TO DO ::
Give all the records again, with no alterations.

GIVEN RECORDS below:

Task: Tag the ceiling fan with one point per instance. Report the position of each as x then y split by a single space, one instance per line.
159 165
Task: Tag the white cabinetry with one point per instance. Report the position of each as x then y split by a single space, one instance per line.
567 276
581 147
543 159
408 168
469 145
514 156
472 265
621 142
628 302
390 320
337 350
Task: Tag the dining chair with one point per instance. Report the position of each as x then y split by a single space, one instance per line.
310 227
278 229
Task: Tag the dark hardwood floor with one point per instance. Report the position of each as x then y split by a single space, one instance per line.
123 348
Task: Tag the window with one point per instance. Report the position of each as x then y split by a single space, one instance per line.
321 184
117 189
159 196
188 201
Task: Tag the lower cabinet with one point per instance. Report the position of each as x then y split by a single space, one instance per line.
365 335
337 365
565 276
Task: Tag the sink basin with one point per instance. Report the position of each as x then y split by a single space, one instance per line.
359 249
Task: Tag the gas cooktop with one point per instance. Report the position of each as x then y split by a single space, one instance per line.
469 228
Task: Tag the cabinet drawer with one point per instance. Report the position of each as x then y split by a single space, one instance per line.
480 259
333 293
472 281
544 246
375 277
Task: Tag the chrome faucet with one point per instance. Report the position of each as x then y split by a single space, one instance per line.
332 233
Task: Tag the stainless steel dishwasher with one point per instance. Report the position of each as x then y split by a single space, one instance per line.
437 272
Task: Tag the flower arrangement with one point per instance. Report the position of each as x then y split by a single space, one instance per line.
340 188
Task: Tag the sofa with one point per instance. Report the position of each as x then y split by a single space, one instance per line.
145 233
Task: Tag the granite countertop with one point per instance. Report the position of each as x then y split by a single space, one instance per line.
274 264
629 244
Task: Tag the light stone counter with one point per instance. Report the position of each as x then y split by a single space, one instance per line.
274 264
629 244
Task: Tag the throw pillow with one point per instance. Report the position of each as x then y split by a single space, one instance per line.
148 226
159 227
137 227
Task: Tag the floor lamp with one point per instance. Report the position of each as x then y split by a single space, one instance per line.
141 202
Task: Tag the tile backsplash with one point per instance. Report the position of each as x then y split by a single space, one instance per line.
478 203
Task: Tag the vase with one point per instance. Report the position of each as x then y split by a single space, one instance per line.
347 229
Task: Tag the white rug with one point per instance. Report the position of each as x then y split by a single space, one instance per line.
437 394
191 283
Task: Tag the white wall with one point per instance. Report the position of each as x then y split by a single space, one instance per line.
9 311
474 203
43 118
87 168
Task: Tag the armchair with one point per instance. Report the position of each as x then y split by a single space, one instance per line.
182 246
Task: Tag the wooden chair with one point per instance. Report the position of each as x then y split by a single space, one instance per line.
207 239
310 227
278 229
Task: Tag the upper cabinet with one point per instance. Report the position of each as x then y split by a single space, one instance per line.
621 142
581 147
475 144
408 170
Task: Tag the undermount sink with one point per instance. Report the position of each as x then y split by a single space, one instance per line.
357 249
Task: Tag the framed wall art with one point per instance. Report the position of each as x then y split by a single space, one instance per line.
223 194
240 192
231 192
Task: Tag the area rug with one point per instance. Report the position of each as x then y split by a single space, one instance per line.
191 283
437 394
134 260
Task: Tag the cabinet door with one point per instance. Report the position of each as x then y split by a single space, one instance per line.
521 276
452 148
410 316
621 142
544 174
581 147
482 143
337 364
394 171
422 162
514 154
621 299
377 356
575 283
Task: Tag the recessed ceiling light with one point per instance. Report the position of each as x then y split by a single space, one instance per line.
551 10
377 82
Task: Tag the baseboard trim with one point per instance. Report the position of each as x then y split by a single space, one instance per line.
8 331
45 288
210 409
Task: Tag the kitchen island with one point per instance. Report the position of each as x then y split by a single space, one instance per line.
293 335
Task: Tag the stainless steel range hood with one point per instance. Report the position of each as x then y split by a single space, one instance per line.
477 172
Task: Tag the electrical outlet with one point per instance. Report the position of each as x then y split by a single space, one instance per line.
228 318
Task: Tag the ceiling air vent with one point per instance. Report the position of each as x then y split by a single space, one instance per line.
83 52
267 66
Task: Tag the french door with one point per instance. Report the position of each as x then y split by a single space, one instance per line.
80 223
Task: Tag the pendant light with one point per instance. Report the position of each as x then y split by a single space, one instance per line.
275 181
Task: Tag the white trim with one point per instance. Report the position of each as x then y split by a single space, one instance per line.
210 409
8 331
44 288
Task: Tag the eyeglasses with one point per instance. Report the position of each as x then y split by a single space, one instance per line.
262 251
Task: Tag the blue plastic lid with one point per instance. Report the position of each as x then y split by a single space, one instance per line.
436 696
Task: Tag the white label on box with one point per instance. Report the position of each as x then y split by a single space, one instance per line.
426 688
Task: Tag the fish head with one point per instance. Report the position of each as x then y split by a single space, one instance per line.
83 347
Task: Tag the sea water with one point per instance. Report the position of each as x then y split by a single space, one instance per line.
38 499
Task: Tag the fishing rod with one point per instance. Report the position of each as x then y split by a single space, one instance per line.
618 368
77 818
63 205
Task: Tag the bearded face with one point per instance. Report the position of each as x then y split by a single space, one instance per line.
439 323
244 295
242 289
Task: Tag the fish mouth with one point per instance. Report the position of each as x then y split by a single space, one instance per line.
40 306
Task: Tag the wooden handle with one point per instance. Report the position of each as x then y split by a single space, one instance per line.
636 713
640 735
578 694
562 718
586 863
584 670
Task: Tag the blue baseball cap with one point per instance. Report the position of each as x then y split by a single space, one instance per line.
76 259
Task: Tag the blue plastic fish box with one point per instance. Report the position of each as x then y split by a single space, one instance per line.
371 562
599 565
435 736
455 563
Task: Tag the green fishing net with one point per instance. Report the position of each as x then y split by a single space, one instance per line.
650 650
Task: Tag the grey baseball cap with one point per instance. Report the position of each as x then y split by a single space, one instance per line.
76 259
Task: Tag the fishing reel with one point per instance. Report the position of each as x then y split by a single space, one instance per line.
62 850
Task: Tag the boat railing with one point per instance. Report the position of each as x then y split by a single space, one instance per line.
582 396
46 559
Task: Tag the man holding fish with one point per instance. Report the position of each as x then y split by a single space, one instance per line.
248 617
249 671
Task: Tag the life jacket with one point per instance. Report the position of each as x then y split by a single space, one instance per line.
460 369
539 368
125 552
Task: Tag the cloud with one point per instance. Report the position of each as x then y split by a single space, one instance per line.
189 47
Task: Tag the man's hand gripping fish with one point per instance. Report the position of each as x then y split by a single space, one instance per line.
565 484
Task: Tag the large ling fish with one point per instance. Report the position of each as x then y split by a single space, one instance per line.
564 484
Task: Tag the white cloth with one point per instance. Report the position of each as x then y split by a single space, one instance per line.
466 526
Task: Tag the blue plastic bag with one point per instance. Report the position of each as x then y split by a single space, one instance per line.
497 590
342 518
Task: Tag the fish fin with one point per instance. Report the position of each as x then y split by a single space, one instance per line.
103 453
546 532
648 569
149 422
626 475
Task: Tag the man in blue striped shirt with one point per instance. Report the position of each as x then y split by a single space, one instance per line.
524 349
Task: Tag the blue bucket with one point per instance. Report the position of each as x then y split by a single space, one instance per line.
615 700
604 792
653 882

End of GIVEN RECORDS.

ANSWER SECTION ::
Task: Tag the ceiling fan with one point per instance. Report the position of each as x then y split by a single space, one instance per line.
159 165
Task: Tag the white cabinetry with one point per instance. Report the position of each as x then y split by a single space, one instance per line.
567 276
581 147
543 159
408 168
469 145
514 156
472 265
621 142
628 302
390 320
337 350
Task: Tag the dining chair with one point per instance. Report the position of each as x then y split by a single space, one instance per line.
310 227
278 229
Task: Tag the dark hardwood floor with one point per instance. Report the position of each as x then y split by a single space, one instance per line.
123 348
Task: Tag the window with one point per instance. Report the position of each as x then y split by a single space, one instance per line.
321 184
117 189
159 196
188 201
Task: Tag the lower cabinet with one point per instance. Report the position of each as x then y split by a single space, one instance per line.
365 335
337 365
565 276
Task: Tag the sink basin with one point per instance. Report the position of each as x then y split by a single space, one instance per line.
359 249
Task: Tag the gas cooktop with one point per instance. Report the position of each as x then y split by a single space, one instance per line.
469 228
Task: Tag the cabinet drawer with one point per instance. Report the position of each as x then y split by a single space, one instance per line.
480 259
333 293
472 281
544 246
375 277
Task: Tag the chrome faucet with one point per instance. Report the position of each as x then y split by a single space, one instance per line.
332 233
Task: Tag the stainless steel dishwasher with one point per instance. Report the position of each as x then y split by a single space, one instance per line.
437 272
Task: Tag the flower arrangement with one point per instance. Report the position of each as x then y split by a single space, one instance per line.
340 188
Task: Tag the sofa with one point per instance. Report the position of each as x then y split by a single space, one instance per line.
145 233
Task: Tag the granite countertop with one point per instance. Report the position of each as x then y split by a single space, one instance per line.
274 264
629 244
Task: Tag the light stone counter with one point per instance. Report the position of each as x then y split by a single space, one instance per line.
274 264
629 244
Task: Tag the throw pillow with one point per instance. Report the position of each as x then y split by a single space, one instance per line.
148 226
159 227
137 227
Task: Tag the floor lamp with one point per instance. Report the position of each as x then y split by a single space, one instance per line.
141 202
Task: Tag the tile backsplash with one point per instance. Report the position of each as x then y split by a single space, one instance per line.
478 203
Task: Tag the vase with one point per instance. Report the position of each as x then y split by a single space, one instance per line.
347 229
Task: Tag the white rug with one point per instance. Report the position of each as x then y split by a single space, one instance per line.
437 394
191 283
Task: Tag the white wall with one point per instance. Report the position of each as x then y split by a single space, one instance per line.
9 311
474 203
43 118
87 168
Task: Tag the armchair with one point per instance. Report the position of each as x then y split by a single space, one instance per line.
182 246
Task: Tag the wooden chair with one point per instance. Report the position of each as x then y split by a single space, one instance per line.
207 239
310 227
278 229
Task: Tag the upper cabinet with one point per instance. Report the position of each as x then y split by a single space, one instance per line.
621 142
581 147
475 144
408 170
Task: Tag the undermount sink with one point per instance. Report the position of each as x then y split by a single space, one instance per line.
357 249
Task: Tag the framed wall art with one point per instance. Report the position of each as x then y split by a single space, one instance per line.
223 194
240 192
231 192
Task: Tag the area rug with one point per instance. Report the position of each as x then y split by a single space, one instance per line.
191 283
437 394
134 260
Task: Tag the cabinet door with one point per instance. Report the position of each as x then y split by a single space, one instance per line.
521 276
452 148
410 316
621 142
544 174
581 147
482 143
337 364
394 171
422 162
514 154
621 299
377 356
575 283
Task: Tag the recessed ceiling light with one point per instance. Report the position of each as x then y split by a single space, one instance per line.
551 10
377 82
Task: Tag the baseboard trim with one point per instance. Report the position of each as x then y split by a single space, one instance per line.
8 331
45 288
210 409
Task: Tag the kitchen island with one point per instance. Report the position of each as x then y split by a single space, one instance per line.
293 335
Task: Tag the stainless steel range hood with one point per instance. Report the position of each as x then y split by a single space, one instance per line.
477 172
Task: Tag the electrical outlet with one point per instance. Report the position of each as x then y split by a single space, one instance per line.
228 318
Task: Tag the ceiling air vent with one point per instance. Report the position of each as x then y split by a single space, one instance per line.
83 52
267 66
Task: Tag the french door with one point per instance. Report the position of each as x then y split by a single space, one instance per line.
80 223
Task: Tag the pendant light with one point per instance. Report the position of each as x then y split by a single space, one instance per line.
275 181
Task: Tag the white trim with one point per instance. Report the position of each as x then y split by a single space, one instance per line.
210 409
8 331
44 288
Task: Tag the eyeglasses with one point per instance. Report the position of each as x then y split by a single space, one instance per line.
262 251
Task: Tag the blue plastic lid with one point per instance. Report the position of each as x then y split by a single space, one instance per line.
436 696
Task: Tag the white label on box with one point per instance. Report the position of each as x then y split by a single space, one instance per line.
426 688
Task: Tag the fish head with one point per instance. Report the position of each as x then y split by a single space, one instance per line.
83 347
Task: Tag the sea water with one point per instance. Report the position of each as x then y split by a single space, one instance per line.
38 499
Task: Tag the fishing rod with one point per instance. Report the position of each as x then y split by a single space, one instance per line.
618 368
77 818
63 205
Task: Tag the bearded face with one point per instance. Report the position of each as x then y split by a single space, one instance per line.
439 323
244 295
242 289
Task: Tag the fish mouth with one point per instance. Report the position of each as x then y split by a single space, one instance per line.
40 306
Task: Tag the wooden handle with one point per instance. Report the position of each as x then y split by a single space, one instance per line.
636 713
640 735
578 694
562 718
586 863
584 670
Task: Tag the blue baseball cap with one point per instance. Report the position of each as x then y split by a single space, one instance per line.
76 259
Task: Tag the blue plastic fish box with one point per instance. Report the position of each as x then y split by a single space, one instance per line.
371 562
599 565
435 736
455 563
Task: Tag the green fishing net with one point per instance. Report the position of each as x then y split by a single space, one instance per line.
650 650
Task: Tag the grey baseball cap with one point per instance. Report the position of each as x then y split by a single space, one instance per line.
76 259
Task: Tag the fishing reel with one point per instance. Report the position of each as x then y split by a single space, one instance per line.
62 850
Task: Tag the boat railing with one point per instance. Report the position of each as x then y split by a single space, one instance per line.
582 396
46 559
Task: Tag the man holding fish with one point per instance. Report the position of each as x then y split by a single space, one instance per line.
248 617
249 671
Task: Tag the life jacket with one point per instance. Report the position of each as x then y split by a single space, one instance per line.
460 369
539 368
125 552
Task: Tag the cloud with one point per instance. Report the position of each as x then y split by a single space, one instance per line.
189 47
Task: Tag the man's hand gripping fish with one point per instance. Report the position of each as x then y split by a single space, one instance per line.
565 484
Task: Tag the large ling fish with one point per instance. Report the position of each as x then y split by a single space, one instance per line.
564 484
Task: Tag the white cloth with one point per instance. Report the position of each as x then y split by a single space, one instance per line.
466 526
Task: Tag the blue plastic bag with one point per instance. Report the position of each as x then y split by a single space, one instance per line.
497 590
342 518
Task: Tag the fish fin with one point per instance. Report the position of each as x then y split by a single space, one instance per line.
103 453
546 532
648 569
149 422
626 475
Task: Tag the man in blue striped shirt with one point per instance. Report the position of each as x then y split by a single space, one instance per line.
524 349
Task: Tag the blue bucket with one point per instance. Report the position of each as x then y split by a single space, one instance per line.
615 700
604 792
653 882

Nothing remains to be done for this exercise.